Try it —
Output only how many lines below contain "white".

(Saved entries)
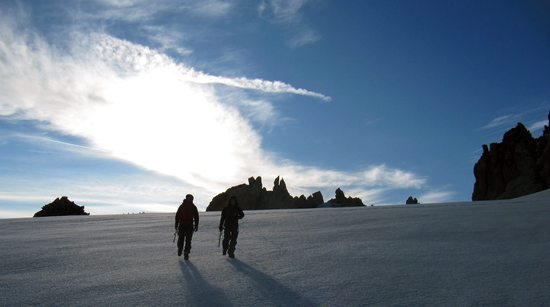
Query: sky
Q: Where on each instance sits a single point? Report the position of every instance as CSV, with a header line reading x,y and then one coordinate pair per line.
x,y
128,105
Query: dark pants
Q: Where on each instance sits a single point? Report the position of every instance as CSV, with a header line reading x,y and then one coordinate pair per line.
x,y
185,232
230,235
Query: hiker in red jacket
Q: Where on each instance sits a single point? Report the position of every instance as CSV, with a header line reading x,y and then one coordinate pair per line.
x,y
186,215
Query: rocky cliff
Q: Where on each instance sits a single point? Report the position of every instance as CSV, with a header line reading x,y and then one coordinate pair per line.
x,y
517,166
340,200
61,206
253,196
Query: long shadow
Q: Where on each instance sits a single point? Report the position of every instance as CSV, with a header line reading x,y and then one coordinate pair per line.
x,y
199,292
272,291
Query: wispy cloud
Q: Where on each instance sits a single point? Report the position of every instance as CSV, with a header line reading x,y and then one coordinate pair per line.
x,y
435,196
288,14
284,11
303,38
508,121
538,125
503,121
138,105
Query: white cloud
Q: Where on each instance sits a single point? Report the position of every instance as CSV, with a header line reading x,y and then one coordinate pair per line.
x,y
435,197
303,38
537,125
504,120
281,10
211,8
138,105
288,14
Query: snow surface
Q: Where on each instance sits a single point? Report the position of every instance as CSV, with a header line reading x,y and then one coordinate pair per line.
x,y
485,253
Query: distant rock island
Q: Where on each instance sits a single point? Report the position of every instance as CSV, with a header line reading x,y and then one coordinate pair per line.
x,y
253,196
61,206
519,165
340,200
411,201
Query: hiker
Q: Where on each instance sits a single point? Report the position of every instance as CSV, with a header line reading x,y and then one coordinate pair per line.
x,y
230,223
186,215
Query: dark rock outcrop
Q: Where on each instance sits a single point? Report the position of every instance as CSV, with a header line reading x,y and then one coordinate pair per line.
x,y
340,200
253,196
411,201
519,165
61,206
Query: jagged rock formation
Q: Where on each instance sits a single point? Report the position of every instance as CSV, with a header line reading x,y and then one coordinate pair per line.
x,y
517,166
61,206
411,201
341,200
253,196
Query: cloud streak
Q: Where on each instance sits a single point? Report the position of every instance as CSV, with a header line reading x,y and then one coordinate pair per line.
x,y
138,105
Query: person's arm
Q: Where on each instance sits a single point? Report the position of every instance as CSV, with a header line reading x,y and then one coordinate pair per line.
x,y
196,217
178,214
222,219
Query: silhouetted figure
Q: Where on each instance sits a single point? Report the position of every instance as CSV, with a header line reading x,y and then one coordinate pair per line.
x,y
230,223
186,215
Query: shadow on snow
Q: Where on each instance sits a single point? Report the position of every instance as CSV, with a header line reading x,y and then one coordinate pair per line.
x,y
271,290
199,292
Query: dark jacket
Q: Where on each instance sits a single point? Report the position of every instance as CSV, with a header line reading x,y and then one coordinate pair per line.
x,y
231,216
187,214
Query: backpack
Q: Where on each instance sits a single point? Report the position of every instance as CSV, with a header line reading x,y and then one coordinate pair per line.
x,y
187,212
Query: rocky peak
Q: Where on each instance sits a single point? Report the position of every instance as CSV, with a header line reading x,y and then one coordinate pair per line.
x,y
517,166
61,206
341,200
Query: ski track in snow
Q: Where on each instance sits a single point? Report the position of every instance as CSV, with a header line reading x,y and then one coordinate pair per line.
x,y
489,253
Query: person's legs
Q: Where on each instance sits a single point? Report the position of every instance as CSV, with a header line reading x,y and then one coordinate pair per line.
x,y
233,241
180,241
226,237
188,238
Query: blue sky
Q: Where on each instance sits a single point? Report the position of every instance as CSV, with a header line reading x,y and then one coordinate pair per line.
x,y
126,106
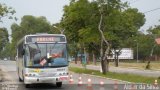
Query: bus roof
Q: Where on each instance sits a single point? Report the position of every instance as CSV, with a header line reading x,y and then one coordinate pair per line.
x,y
39,34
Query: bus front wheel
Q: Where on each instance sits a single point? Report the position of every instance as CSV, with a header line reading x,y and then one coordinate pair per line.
x,y
59,84
27,85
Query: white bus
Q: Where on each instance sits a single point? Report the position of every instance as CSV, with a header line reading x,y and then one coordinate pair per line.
x,y
42,58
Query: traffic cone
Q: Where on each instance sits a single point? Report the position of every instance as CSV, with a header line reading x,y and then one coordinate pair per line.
x,y
132,87
70,79
101,83
80,81
155,83
115,85
89,84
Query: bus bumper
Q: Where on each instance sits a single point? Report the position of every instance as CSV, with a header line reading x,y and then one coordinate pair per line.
x,y
34,80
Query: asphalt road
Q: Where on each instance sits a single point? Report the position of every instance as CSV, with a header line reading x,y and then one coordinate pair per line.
x,y
149,73
10,81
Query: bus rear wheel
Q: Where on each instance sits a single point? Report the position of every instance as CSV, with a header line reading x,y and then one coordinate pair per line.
x,y
20,80
59,84
27,85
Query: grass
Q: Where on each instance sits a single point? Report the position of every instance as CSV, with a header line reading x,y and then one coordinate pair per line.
x,y
124,77
154,65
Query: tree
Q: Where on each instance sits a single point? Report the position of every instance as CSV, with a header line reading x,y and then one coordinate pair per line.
x,y
3,39
102,24
6,11
29,25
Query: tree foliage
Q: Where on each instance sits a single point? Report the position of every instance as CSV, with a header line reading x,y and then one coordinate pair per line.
x,y
81,19
6,12
29,25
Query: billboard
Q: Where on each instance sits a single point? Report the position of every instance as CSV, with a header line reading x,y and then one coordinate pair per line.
x,y
125,53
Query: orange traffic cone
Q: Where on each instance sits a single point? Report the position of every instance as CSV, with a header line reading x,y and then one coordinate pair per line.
x,y
70,79
155,83
80,81
101,83
115,85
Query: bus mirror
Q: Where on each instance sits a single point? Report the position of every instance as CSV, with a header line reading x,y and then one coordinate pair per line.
x,y
23,52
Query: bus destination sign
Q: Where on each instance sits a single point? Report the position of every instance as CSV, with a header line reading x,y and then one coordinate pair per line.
x,y
45,39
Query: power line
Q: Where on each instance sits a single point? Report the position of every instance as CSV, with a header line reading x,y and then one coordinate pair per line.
x,y
152,10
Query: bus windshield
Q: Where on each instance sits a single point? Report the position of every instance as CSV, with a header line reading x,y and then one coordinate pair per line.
x,y
46,55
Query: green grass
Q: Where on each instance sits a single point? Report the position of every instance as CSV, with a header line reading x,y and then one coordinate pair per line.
x,y
124,77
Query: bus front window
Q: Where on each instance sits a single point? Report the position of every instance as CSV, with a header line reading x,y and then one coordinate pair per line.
x,y
49,55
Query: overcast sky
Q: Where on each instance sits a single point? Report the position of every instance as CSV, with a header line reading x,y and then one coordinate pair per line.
x,y
53,10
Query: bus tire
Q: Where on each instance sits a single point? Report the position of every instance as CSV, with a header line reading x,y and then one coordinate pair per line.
x,y
59,84
27,85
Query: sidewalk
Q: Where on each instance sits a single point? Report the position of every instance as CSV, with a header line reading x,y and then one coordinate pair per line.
x,y
149,73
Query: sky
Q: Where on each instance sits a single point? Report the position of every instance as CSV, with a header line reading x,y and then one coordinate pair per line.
x,y
53,10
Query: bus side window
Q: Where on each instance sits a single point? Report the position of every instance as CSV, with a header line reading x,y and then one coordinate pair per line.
x,y
23,52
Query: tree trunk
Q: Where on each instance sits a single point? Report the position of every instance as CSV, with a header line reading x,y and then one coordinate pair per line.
x,y
116,59
94,59
103,55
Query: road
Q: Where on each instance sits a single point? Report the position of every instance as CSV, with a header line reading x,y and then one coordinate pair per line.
x,y
149,73
10,80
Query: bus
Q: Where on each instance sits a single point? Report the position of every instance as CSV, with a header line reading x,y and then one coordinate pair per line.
x,y
42,58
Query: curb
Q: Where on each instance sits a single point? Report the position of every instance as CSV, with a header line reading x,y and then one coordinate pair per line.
x,y
104,77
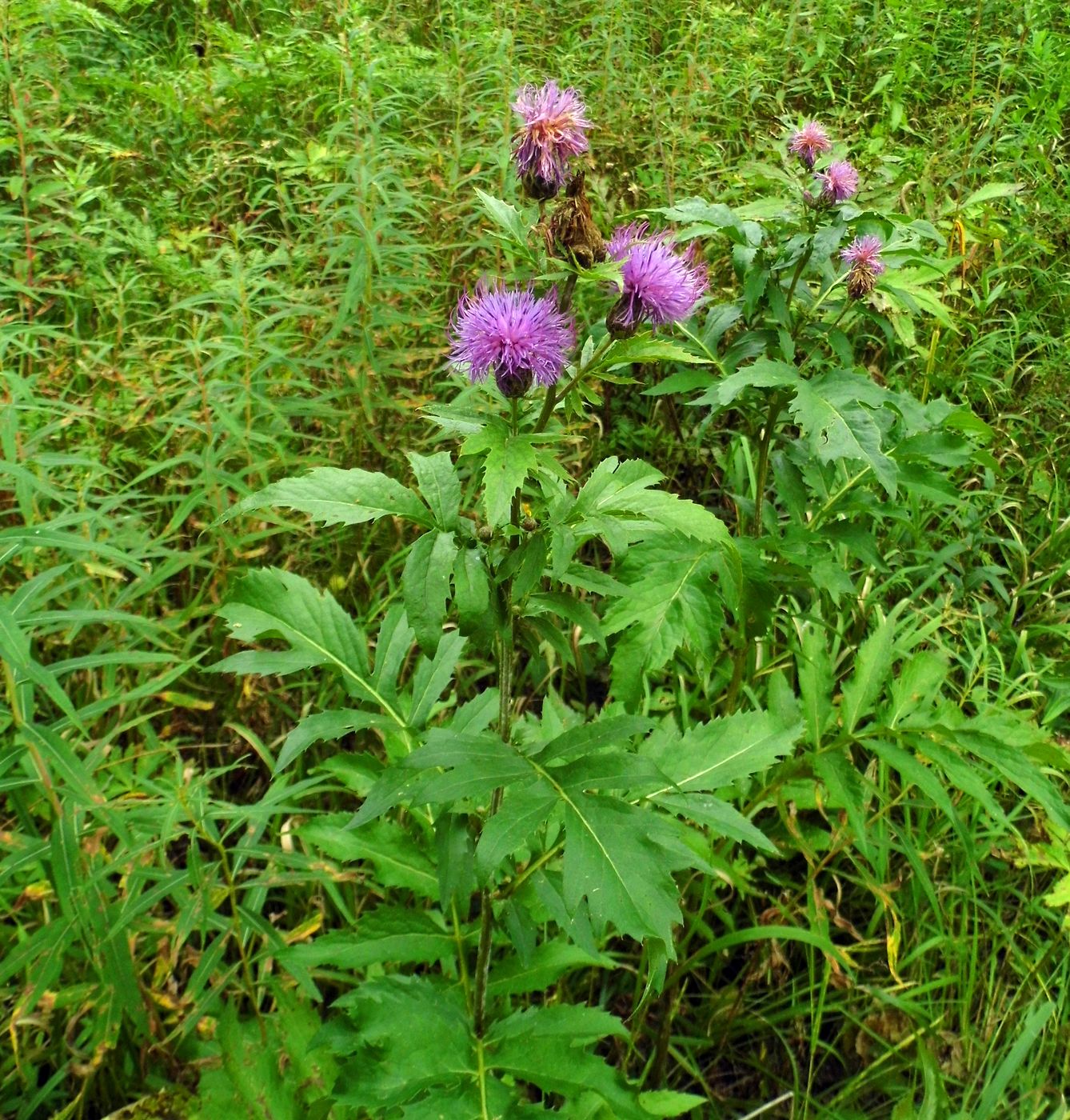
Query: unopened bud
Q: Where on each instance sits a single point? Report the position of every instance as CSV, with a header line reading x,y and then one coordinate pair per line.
x,y
514,384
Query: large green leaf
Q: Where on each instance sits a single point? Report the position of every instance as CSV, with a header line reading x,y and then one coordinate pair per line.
x,y
621,860
325,726
621,494
389,933
272,602
712,756
836,411
507,461
397,859
548,1047
672,604
548,963
335,496
412,1035
439,486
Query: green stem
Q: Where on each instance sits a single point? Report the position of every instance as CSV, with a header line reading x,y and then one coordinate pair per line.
x,y
506,664
553,394
772,417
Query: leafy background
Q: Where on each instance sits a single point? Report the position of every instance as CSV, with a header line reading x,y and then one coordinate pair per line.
x,y
234,235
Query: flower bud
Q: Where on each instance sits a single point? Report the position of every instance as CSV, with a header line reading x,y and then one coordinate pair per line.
x,y
513,383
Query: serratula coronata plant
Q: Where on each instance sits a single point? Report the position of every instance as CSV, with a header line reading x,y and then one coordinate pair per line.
x,y
515,822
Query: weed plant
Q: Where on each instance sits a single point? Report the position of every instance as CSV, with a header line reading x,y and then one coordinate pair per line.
x,y
235,237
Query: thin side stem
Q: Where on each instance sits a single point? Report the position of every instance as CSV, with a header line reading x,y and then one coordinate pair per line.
x,y
772,417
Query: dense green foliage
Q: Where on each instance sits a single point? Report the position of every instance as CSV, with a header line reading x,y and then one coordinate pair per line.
x,y
233,237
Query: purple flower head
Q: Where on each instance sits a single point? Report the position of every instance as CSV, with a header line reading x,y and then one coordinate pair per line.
x,y
660,282
553,131
512,333
838,182
863,254
624,238
808,142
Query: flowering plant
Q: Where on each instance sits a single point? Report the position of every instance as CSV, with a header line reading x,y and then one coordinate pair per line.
x,y
529,819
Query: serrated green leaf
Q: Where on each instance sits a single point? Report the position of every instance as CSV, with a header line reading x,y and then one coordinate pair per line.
x,y
832,410
717,815
439,486
543,1045
397,859
848,792
325,726
621,492
473,765
711,756
433,675
319,632
646,349
425,586
505,216
521,812
621,860
605,731
544,968
412,1035
507,462
672,602
471,590
764,373
387,934
338,498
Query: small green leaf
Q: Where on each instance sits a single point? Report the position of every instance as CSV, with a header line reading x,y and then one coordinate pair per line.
x,y
711,756
397,859
335,496
322,726
645,349
439,486
667,1102
507,462
471,590
505,216
271,602
387,934
546,966
425,586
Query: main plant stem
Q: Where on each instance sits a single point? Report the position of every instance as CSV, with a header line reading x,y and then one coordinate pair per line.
x,y
506,662
772,417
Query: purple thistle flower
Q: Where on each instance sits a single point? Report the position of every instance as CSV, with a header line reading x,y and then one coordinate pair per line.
x,y
553,131
624,238
808,142
863,254
660,283
838,182
512,333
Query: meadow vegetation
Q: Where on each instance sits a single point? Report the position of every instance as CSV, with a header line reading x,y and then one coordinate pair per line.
x,y
234,235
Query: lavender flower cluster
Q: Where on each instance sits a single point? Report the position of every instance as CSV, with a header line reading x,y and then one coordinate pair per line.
x,y
523,338
838,182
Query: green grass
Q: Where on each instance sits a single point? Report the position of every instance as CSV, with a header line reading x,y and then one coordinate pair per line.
x,y
231,263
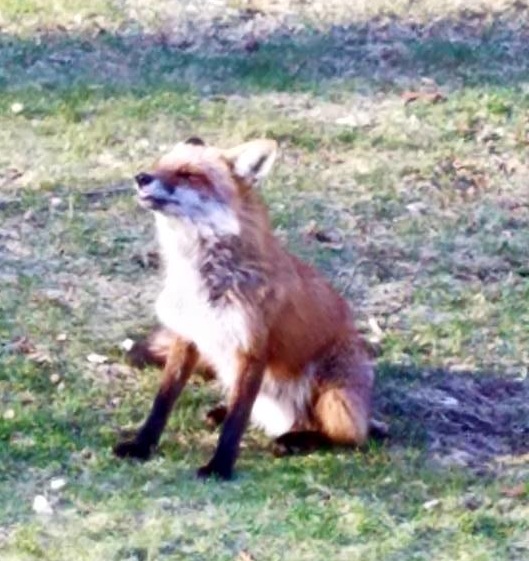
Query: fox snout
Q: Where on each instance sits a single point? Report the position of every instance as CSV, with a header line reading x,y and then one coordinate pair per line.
x,y
143,179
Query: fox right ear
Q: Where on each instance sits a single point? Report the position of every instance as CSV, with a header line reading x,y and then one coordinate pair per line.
x,y
252,161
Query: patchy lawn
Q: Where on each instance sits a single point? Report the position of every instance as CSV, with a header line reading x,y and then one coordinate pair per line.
x,y
404,130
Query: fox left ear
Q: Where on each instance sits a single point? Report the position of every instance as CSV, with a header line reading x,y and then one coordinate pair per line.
x,y
252,161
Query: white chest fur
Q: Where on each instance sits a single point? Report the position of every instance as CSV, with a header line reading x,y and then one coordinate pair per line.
x,y
219,332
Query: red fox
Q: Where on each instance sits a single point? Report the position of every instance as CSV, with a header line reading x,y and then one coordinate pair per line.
x,y
278,337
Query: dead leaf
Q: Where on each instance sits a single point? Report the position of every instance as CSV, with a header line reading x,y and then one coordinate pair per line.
x,y
96,358
516,492
245,556
428,97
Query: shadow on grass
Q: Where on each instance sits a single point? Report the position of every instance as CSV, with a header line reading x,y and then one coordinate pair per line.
x,y
465,419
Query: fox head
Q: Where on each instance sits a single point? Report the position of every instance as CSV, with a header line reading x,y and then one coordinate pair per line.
x,y
203,186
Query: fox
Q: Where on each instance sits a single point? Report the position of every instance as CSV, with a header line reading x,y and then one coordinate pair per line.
x,y
280,340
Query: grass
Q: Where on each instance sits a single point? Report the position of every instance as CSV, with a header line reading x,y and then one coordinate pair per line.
x,y
429,200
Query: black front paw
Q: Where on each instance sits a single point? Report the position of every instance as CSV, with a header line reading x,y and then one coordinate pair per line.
x,y
215,469
132,449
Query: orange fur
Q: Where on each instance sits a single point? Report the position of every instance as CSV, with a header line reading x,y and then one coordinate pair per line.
x,y
280,338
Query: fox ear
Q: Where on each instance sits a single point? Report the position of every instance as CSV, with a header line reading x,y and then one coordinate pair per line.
x,y
252,161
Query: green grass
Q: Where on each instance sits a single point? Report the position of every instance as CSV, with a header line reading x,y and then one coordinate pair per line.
x,y
429,199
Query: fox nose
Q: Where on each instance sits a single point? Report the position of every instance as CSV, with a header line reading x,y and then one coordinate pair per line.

Completed task —
3